Exercise directions:
Retype each line exactly. Skip images.

============================================================

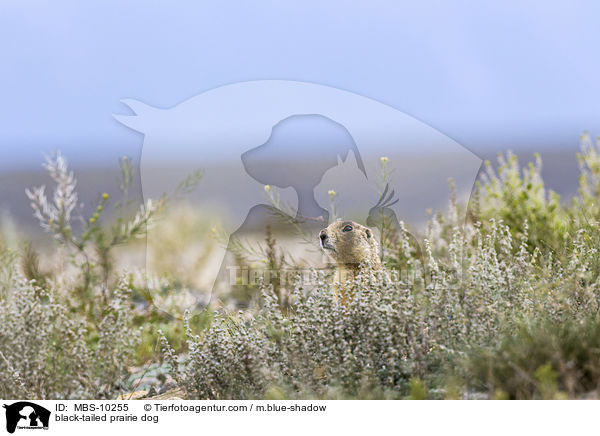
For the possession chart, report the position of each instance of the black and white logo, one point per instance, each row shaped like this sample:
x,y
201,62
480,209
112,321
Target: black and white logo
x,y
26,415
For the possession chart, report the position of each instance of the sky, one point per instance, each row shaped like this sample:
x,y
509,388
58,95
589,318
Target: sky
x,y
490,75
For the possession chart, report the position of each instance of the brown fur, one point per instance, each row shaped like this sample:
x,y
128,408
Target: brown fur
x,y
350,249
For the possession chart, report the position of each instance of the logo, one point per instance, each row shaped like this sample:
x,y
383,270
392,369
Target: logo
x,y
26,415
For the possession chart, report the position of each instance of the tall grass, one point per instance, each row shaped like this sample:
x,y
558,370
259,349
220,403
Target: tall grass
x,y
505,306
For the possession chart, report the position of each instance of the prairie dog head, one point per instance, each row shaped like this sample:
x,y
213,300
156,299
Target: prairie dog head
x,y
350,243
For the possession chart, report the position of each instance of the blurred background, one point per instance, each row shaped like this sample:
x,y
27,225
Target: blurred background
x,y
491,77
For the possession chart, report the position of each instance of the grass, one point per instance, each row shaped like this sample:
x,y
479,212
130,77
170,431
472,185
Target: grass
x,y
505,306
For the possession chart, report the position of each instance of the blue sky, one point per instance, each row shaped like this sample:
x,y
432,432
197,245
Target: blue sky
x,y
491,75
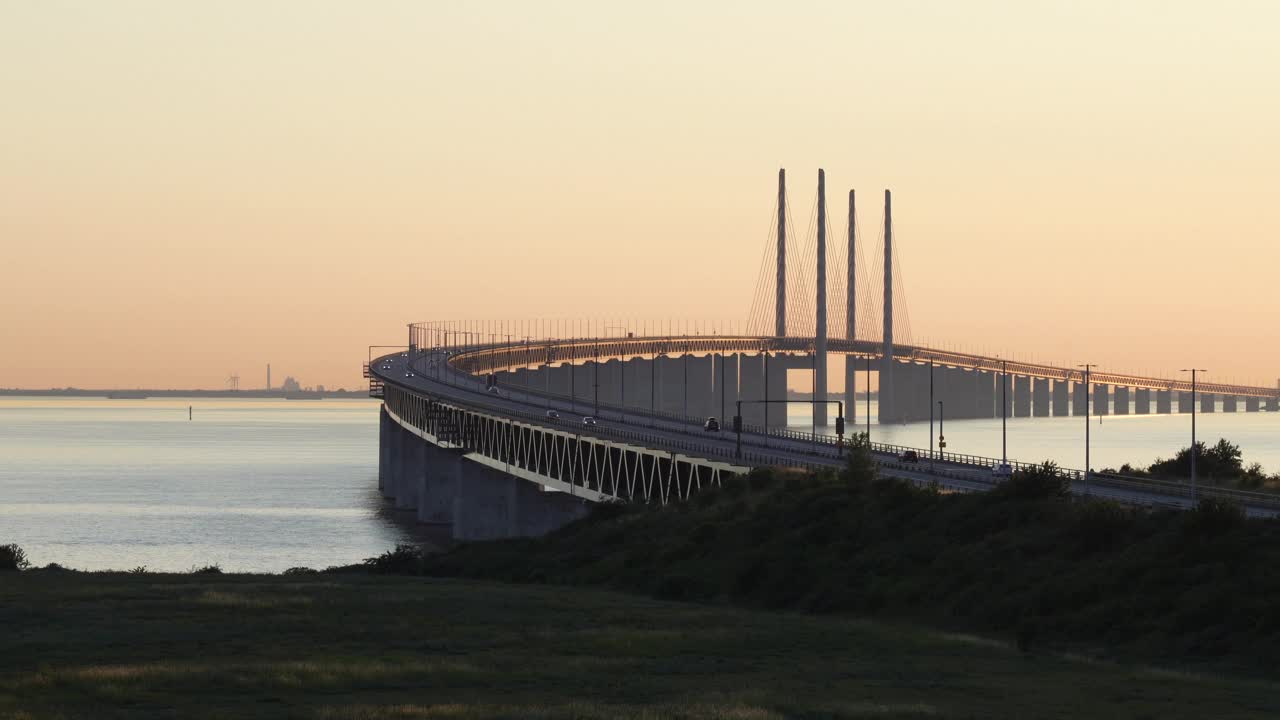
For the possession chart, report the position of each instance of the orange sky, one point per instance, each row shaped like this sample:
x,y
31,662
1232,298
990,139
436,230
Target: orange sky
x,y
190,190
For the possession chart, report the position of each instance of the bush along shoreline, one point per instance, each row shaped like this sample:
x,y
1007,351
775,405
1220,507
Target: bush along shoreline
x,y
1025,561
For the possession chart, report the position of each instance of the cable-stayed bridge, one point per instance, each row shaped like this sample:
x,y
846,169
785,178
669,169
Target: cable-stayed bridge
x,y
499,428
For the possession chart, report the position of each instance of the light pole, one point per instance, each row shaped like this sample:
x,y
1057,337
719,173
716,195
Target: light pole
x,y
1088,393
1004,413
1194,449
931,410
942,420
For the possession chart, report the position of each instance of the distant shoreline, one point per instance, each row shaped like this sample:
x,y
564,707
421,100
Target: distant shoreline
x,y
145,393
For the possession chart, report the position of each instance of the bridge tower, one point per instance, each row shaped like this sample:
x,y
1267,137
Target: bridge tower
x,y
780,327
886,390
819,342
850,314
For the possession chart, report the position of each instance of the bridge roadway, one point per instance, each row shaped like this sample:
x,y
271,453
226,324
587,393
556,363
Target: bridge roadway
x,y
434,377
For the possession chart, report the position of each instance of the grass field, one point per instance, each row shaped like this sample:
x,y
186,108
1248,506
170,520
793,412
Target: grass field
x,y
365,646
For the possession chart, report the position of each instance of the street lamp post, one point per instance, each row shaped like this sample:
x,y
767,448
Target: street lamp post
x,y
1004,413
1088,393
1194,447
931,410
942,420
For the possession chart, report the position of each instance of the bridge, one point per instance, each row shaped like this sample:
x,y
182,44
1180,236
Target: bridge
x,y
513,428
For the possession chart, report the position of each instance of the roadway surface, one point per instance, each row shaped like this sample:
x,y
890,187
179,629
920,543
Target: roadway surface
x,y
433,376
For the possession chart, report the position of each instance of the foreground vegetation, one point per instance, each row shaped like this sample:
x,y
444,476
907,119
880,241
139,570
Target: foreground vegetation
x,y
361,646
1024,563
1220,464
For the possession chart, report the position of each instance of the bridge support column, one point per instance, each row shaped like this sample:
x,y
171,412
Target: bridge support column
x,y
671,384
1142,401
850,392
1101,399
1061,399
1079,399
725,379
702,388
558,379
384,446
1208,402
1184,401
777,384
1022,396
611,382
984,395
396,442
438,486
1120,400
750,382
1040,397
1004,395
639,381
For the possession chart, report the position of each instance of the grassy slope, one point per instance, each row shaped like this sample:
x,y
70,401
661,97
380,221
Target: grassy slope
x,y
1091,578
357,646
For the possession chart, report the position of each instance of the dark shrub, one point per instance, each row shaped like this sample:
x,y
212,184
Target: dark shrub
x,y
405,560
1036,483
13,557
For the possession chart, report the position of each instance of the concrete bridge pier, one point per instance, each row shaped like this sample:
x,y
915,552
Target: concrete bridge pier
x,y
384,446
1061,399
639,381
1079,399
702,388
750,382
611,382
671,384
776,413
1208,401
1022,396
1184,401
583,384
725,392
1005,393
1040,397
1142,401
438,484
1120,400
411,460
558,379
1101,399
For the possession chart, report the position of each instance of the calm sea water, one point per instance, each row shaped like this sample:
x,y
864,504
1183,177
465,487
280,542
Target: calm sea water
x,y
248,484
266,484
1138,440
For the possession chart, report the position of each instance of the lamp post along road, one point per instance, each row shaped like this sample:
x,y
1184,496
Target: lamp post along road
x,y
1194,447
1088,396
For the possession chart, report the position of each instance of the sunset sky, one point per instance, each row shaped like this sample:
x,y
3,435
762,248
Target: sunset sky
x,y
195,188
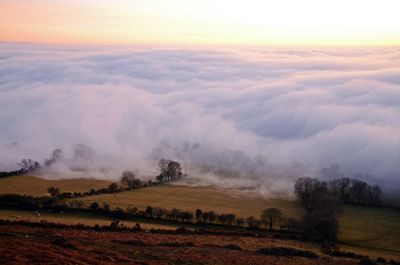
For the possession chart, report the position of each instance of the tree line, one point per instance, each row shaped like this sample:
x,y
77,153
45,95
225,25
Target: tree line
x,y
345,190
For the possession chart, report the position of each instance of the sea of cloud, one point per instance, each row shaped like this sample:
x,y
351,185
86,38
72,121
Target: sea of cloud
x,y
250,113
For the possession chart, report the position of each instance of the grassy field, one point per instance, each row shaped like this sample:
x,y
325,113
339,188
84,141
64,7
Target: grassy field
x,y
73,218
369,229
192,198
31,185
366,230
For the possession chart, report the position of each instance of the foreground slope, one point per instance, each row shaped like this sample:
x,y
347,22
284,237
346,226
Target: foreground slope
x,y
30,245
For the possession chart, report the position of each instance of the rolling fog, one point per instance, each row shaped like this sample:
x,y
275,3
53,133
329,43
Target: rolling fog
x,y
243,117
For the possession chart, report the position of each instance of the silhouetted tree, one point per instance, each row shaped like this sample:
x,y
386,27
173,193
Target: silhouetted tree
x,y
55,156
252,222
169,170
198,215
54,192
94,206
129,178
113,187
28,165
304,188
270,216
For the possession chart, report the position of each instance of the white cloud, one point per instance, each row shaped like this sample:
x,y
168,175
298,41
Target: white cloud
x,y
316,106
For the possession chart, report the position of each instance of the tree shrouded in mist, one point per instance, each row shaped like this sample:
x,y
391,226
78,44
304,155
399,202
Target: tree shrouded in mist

============================================================

Finished task:
For the possession chart, report the position of each instance of the black and white logo, one point per instance, each row shaped like this sample:
x,y
201,62
480,209
112,321
Target: black and white logo
x,y
26,415
For the possession chart, report the position of each instance of the sky, one point per instance, each row shaped like this sample:
x,y
509,388
58,95
589,318
Target: sky
x,y
490,75
For the possession chart, report the position of each instance of the brown fur, one point per instance, each row shaped like this sample:
x,y
128,408
Target: brown fur
x,y
350,249
For the possession chart, report the position of each instance of the logo, one point per instance, each row shaped like this sample:
x,y
383,270
392,369
Target: logo
x,y
26,415
For the possession chart, report the position of each instance of the tall grass, one point per instance, each row shaped like this sample:
x,y
558,370
259,349
220,403
Target: tall grass
x,y
505,306
For the possession chart, report the position of each instance of the prairie dog head, one point per instance, each row shaped like this sample:
x,y
213,300
156,299
Target: prairie dog head
x,y
350,243
For the possession chart, report the position of each instance of the blurred background, one point per instance, each row shaped like this sample:
x,y
27,225
Target: blurred background
x,y
491,77
For the possession chart, report the position of each instance of the grass, one point per instance, each row shaped like this sample:
x,y
479,212
130,77
170,431
472,185
Target: grass
x,y
505,306
For the possession chart, report the position of each instance of the blue sky, one point per instance, each row shaped like this sample:
x,y
432,432
197,245
Target: blue sky
x,y
491,75
For the possession chart, report the position of each instance of the orange sky, one point per instance, each row shaped like this sample:
x,y
31,662
1232,298
990,139
436,230
Target: orange sky
x,y
190,190
For the possession chart, report the position of each instance of the bush along shoreline, one point per instance, each row shaped like this sample:
x,y
1007,351
775,405
1220,507
Target: bush along shoreline
x,y
1025,561
For the possession chart, report the position of each instance of the cable-stayed bridge, one point per instance, each row shaped like this sample:
x,y
846,169
785,178
669,169
Target: cable-stayed bridge
x,y
499,428
For the possession chart, report the position of each instance of the light pole, one point per instance, each row shaped like this sample:
x,y
1057,337
719,173
716,195
Target: light pole
x,y
1088,393
1004,413
1194,449
931,410
942,420
For the possession chart, report the position of each instance of the distant shoreline, one point per instance, each row shaped like this sample:
x,y
564,707
421,100
Target: distant shoreline
x,y
145,393
For the possession chart, report the position of each instance of the bridge tower, one point per instance, each row shaped like this sample:
x,y
1267,137
Target: bridge tower
x,y
780,327
886,390
819,342
850,314
For the possession chart, report the position of each instance of the bridge roadway, one point per instance, each row shaped like this sample:
x,y
271,453
226,324
587,393
556,363
Target: bridge roadway
x,y
434,377
For the possession chart, report the position of each instance of the grass field, one point per instance, each row shaped like this sample:
x,y
186,108
1248,506
170,520
793,412
Target: grass field
x,y
365,646
For the possession chart, report the position of each instance of the street lamp post, one point per instance, each row shaped like this sample:
x,y
767,448
Target: street lamp post
x,y
1004,413
1088,393
1194,447
931,410
942,420
For the possession chart, report the position of each instance of the bridge, one point per instance, each row shaped like this sample:
x,y
182,44
1180,236
Target: bridge
x,y
513,428
For the possession chart, report the position of each instance of the roadway surface, one point per instance, each row shaped like this sample:
x,y
890,187
179,629
920,543
Target: roadway surface
x,y
433,376
For the possession chart, report the position of each instance of the foreground vegetation, one point per instance, each row shaped like this sample:
x,y
444,476
907,119
880,241
139,570
Target: foreground vegetation
x,y
361,646
1024,563
1220,464
For the possession chart, report the position of each instance of the bridge support column, one point per instance, each row shaped like this sample:
x,y
171,412
Target: bridge support column
x,y
671,384
1142,401
850,392
1101,399
1061,399
1079,399
725,379
702,388
558,379
384,446
1208,402
1184,401
777,384
1022,396
611,382
984,395
396,442
438,486
1120,400
750,382
1040,397
1004,395
639,381
For the possession chart, report the position of each instance of the grassy slope, one point per instance, each row shaped like this sample:
x,y
70,401
661,97
380,221
Target: grassy slope
x,y
1091,578
357,646
For the possession chart, report the position of each instance of the dark shrub, one point per instance, each row shaped like this sample:
x,y
212,184
Target: dark shrub
x,y
405,560
1036,483
13,557
For the possession chart, report the position of each instance of the concrete bridge pier, one point per instance, each row shaped like this sample:
x,y
915,552
Target: concrete bridge pier
x,y
384,446
1061,399
639,381
1079,399
702,388
750,382
611,382
671,384
776,413
1208,401
1022,396
1184,401
583,384
725,392
1005,393
1040,397
1142,401
438,484
1120,400
411,460
558,379
1101,399
For the possession chart, report the position of each instance of the calm sea water, one point per instance, each row shaped like this sample:
x,y
864,504
1183,177
465,487
280,542
Target: calm sea water
x,y
248,484
266,484
1138,440
For the possession chart, report the position of each instance of the lamp post along road, one point per instance, each row shaped like this sample:
x,y
1184,496
Target: lamp post along road
x,y
1194,447
1088,396
For the possession chart, report the position of each instance of the sunset sky, one point per instance, each row shaped like this sample:
x,y
3,435
762,248
Target: sunset sky
x,y
195,188
For the possession chart, report the position of each instance of the tree line, one point per instance, each row shaped like this sample:
x,y
77,153
45,95
225,25
Target: tree line
x,y
345,190
For the possession chart, report the position of each instance of the sea of cloud, one point per instance, each row shaped like this sample:
x,y
351,185
86,38
72,121
Target: sea of cloud
x,y
250,113
For the possession chart, report the position of each instance of the grassy field, one point per instance, each row shaped like this sample:
x,y
325,113
339,188
84,141
64,7
Target: grassy field
x,y
73,218
369,229
192,198
31,185
366,230
For the possession chart, report the position of each instance of the foreground slope, one point per instance, each row shaped like this sample:
x,y
347,22
284,237
346,226
Target: foreground slope
x,y
30,245
For the possession chart, report the position of each instance of the rolling fog, one point per instance, each row shaped like this sample:
x,y
275,3
53,133
329,43
Target: rolling fog
x,y
243,117
For the possession chart, report the position of each instance of the silhouetted tree, one point per instance, each row shaped like this sample:
x,y
386,27
173,193
Target: silhouetted tree
x,y
55,156
252,222
169,170
198,215
54,192
94,206
129,178
113,187
28,165
304,188
270,216
For the possession chart, report the position of each instance of the white cloud, one point per instance, each row shaped like this sample:
x,y
168,175
298,41
Target: white cloud
x,y
316,106
For the possession chart, report the position of each instance of the tree shrouded in mist, one point per instance, each row shaped like this sample:
x,y
391,226
78,44
304,155
399,202
Target: tree shrouded in mist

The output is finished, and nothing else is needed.